* Exercise directions *
Word for word, the records below are to be set down again.

(Recorded data)
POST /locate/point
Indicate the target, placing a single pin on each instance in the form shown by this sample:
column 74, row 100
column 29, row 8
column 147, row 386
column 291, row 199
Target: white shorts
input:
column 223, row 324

* Exercise solution *
POST /locate/point
Indicate the target, placing a single pin on each instance in the form shown by this sample:
column 74, row 100
column 29, row 8
column 147, row 386
column 291, row 199
Target: white shorts
input:
column 223, row 324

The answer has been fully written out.